Records for processing:

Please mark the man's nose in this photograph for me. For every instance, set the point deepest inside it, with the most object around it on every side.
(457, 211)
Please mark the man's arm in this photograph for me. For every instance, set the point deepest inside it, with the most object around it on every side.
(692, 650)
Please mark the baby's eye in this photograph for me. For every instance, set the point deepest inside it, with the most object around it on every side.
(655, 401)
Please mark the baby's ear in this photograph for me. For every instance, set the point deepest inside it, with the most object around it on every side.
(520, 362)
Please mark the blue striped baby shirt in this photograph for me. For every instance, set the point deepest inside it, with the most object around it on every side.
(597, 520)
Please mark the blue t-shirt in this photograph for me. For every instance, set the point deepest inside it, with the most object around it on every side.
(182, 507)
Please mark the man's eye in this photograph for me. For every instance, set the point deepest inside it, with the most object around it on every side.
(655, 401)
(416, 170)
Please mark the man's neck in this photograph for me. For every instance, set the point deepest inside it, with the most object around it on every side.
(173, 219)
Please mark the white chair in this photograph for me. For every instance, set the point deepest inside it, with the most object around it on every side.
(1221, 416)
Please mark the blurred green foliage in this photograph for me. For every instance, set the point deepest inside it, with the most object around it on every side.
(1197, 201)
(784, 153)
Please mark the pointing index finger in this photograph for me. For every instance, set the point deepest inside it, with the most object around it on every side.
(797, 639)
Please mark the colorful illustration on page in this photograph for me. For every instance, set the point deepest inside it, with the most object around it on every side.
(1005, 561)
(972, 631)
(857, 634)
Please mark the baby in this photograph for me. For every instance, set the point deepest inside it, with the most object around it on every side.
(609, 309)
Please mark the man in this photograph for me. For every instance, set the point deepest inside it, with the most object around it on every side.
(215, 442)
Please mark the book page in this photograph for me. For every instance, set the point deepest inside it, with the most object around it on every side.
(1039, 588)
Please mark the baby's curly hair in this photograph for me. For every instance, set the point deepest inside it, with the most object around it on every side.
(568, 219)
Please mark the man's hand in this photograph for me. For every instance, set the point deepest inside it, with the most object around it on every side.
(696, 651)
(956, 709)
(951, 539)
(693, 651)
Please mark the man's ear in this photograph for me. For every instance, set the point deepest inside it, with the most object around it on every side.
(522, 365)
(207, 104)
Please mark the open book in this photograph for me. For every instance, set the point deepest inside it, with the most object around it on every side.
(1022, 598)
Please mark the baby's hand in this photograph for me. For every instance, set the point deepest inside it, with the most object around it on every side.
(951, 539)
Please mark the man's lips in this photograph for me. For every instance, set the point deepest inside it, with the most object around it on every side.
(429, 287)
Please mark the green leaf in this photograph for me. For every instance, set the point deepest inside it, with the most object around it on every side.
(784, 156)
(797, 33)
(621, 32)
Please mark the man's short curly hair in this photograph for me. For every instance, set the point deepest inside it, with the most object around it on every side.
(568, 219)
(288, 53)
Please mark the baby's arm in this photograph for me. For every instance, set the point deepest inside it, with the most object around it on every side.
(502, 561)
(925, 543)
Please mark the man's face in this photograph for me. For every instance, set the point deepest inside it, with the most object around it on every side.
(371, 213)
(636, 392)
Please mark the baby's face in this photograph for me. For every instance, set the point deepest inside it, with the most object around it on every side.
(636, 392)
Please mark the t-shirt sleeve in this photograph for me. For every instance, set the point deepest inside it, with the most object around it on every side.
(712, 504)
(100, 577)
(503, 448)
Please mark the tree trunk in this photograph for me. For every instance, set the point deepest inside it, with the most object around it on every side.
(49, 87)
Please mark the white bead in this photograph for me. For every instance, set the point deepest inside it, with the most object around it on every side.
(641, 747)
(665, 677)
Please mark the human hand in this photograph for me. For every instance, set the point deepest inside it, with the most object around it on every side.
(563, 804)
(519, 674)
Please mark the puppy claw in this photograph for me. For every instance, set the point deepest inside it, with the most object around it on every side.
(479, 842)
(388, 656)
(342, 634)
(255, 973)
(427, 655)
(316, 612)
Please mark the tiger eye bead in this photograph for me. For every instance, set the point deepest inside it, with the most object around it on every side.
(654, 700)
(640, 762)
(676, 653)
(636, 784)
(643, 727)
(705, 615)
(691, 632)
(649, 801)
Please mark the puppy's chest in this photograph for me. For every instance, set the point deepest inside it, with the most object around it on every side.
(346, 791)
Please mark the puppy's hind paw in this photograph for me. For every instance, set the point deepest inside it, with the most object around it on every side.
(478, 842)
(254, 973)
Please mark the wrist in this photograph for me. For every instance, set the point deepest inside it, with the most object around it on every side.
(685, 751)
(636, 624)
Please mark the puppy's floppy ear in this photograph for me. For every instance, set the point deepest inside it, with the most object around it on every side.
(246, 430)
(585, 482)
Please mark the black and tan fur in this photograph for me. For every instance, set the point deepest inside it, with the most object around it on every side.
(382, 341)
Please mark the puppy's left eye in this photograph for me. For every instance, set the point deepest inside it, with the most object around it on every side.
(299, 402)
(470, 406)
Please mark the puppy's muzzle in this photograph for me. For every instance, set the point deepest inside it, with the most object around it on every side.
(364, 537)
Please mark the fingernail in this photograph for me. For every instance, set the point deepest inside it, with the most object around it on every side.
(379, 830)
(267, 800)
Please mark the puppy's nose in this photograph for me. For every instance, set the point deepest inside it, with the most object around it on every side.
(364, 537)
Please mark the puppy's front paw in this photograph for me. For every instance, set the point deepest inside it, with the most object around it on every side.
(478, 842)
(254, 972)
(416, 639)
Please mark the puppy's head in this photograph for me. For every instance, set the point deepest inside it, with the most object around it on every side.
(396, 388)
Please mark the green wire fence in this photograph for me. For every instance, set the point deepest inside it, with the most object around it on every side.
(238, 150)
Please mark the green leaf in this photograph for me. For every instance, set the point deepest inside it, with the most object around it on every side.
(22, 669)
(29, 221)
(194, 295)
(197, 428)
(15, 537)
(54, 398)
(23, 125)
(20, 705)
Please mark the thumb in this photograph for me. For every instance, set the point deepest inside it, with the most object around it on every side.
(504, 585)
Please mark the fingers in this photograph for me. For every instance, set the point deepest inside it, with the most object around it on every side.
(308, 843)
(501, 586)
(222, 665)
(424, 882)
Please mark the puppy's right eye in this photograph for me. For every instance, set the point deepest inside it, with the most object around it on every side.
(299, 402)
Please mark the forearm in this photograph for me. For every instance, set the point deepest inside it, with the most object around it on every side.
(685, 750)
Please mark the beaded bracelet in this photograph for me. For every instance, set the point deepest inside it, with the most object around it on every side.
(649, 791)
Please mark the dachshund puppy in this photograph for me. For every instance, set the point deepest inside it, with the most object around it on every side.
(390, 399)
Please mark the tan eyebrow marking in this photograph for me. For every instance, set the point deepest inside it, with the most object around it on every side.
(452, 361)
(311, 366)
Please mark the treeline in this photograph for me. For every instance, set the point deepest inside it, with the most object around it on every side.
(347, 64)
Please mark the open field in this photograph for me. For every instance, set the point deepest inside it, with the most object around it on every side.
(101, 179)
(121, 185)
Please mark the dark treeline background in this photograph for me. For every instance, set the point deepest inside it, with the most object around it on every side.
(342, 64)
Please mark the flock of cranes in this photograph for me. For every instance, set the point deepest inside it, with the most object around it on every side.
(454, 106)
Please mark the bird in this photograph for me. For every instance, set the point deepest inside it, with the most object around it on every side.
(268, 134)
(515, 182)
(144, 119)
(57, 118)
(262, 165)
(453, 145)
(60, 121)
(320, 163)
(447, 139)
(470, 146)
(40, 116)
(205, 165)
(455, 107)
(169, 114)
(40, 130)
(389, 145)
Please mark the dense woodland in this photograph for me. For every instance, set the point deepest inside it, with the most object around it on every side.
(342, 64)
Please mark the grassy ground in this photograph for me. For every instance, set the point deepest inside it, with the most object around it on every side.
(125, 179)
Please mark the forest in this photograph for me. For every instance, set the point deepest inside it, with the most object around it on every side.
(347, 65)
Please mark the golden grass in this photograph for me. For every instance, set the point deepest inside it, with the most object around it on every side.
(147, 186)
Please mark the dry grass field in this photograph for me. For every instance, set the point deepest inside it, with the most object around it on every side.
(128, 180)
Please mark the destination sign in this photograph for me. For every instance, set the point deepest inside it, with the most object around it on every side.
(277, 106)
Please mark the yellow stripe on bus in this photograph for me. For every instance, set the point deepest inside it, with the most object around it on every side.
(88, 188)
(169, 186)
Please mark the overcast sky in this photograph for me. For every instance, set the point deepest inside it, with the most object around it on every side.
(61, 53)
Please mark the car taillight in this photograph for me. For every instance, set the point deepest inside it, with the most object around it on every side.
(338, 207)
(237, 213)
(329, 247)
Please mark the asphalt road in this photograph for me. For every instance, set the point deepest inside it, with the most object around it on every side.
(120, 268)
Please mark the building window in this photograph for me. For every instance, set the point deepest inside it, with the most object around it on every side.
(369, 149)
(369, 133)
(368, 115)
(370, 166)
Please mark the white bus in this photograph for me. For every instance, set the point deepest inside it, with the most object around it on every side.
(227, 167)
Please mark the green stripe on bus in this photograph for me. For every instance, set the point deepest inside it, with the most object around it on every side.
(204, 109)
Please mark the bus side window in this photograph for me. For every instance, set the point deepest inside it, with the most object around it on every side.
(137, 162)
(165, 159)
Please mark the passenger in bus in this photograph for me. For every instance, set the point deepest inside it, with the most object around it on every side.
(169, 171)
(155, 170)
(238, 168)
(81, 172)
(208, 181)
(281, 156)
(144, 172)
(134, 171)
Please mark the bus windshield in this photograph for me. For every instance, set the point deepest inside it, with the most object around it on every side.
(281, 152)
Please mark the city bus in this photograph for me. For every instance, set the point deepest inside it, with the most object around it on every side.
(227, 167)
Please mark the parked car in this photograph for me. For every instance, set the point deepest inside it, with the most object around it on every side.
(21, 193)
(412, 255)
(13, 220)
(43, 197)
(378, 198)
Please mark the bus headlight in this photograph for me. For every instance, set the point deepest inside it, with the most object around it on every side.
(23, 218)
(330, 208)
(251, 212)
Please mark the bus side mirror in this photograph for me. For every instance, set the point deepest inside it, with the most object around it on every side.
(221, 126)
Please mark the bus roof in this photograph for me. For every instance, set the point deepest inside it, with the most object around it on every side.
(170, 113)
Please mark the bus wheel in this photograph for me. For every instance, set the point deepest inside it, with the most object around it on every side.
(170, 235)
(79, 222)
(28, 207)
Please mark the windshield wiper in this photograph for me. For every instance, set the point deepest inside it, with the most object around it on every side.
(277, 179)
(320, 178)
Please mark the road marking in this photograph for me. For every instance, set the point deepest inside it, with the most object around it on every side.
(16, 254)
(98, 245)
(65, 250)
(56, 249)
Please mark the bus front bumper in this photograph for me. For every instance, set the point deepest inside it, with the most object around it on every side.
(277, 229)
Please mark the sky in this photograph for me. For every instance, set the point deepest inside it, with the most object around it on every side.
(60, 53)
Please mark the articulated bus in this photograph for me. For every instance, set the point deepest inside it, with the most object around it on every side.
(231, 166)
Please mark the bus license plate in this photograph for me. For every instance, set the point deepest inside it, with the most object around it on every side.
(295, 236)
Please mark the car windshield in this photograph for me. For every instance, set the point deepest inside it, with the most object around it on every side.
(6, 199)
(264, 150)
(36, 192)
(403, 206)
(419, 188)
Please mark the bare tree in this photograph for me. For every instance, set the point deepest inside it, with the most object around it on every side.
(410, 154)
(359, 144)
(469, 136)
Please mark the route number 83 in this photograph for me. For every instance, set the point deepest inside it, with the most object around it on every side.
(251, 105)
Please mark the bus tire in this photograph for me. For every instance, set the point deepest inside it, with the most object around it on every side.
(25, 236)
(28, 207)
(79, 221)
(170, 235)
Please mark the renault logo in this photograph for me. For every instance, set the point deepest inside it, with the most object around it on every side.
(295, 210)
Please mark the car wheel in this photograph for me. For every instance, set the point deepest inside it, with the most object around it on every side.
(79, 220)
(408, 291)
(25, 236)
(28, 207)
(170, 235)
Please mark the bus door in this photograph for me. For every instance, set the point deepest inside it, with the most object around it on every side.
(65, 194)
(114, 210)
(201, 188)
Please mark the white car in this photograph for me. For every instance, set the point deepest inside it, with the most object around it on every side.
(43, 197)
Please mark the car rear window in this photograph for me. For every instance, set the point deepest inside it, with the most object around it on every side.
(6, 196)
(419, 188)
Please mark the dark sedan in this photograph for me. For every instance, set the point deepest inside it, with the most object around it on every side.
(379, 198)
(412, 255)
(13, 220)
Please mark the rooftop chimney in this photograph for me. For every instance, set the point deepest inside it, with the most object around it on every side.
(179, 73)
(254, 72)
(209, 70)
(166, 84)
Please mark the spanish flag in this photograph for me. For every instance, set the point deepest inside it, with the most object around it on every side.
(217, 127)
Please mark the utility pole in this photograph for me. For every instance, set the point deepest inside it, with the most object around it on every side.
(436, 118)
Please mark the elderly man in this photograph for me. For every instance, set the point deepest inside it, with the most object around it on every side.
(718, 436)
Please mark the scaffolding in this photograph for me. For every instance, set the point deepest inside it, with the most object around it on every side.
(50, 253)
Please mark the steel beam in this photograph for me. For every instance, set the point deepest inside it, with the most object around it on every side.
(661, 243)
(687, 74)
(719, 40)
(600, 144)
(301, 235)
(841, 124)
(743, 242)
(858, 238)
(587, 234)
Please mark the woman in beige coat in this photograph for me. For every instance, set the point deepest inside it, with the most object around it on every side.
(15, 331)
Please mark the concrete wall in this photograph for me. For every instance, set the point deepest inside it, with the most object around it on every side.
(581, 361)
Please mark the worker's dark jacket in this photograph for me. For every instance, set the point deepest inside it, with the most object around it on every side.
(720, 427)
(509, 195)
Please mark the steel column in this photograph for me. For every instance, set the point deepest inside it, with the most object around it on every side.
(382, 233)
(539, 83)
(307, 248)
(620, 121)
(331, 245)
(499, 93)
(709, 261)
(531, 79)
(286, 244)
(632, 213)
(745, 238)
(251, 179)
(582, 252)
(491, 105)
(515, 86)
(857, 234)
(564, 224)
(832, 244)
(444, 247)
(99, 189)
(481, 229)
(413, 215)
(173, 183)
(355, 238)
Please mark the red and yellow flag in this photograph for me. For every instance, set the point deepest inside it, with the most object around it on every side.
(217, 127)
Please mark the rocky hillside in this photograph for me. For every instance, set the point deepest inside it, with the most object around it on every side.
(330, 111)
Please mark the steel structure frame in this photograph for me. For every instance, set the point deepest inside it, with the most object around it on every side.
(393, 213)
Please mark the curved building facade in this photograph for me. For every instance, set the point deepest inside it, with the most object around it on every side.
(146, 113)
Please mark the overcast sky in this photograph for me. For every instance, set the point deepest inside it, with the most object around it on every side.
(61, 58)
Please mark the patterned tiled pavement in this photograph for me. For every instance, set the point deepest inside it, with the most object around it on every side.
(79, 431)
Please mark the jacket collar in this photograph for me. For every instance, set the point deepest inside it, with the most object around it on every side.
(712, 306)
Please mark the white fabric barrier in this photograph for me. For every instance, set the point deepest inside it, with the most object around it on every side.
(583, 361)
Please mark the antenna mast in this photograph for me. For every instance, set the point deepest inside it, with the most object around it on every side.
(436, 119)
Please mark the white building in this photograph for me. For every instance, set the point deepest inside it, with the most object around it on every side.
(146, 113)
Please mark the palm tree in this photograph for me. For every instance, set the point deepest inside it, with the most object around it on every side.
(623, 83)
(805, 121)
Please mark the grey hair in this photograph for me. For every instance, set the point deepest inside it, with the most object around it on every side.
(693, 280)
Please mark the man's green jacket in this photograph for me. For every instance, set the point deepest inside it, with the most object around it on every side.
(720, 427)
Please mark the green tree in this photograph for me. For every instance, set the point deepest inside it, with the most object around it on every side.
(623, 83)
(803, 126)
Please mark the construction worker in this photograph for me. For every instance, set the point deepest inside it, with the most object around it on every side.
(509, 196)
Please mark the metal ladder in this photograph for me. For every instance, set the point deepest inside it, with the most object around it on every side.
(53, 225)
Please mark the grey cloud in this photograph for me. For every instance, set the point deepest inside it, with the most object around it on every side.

Work to complete: Copy out, without any change, the rows from the first one through the one containing "(1221, 416)", both ends included.

Correct result:
Please mark the man's nose in this photograph for me. For every instance, set the point deepest inside it, with the most object around it on every side.
(457, 211)
Please mark the man's arm in this photograph for me. For every instance, set the point deepest inside it, with the most object around it on every side.
(692, 650)
Please mark the baby's eye in this photograph for me. For every instance, set the point deepest inside it, with the most object around it on every side.
(655, 401)
Please mark the baby's ear in this photograph for me. For every instance, set the point deepest inside it, with the most object around it on every side.
(520, 362)
Please mark the blue striped baby shirt in this photograph for me. For every instance, set the point deepest inside it, with the most object around it on every side.
(597, 520)
Please mark the blue t-shirt in this photograph for me. For every instance, set the point deepest inside it, with the most object around it on every side.
(182, 507)
Please mark the man's eye in this photograph for me. For every instance, set the point deepest inside it, with the most object around it on every side.
(655, 401)
(416, 170)
Please mark the man's neck in this photograph for me. For every instance, set the point deepest inside it, with the most object around it on every side.
(173, 219)
Please mark the white chair in this photograph for me. For every instance, set the point deepest inside it, with the most object around it on every side.
(1221, 416)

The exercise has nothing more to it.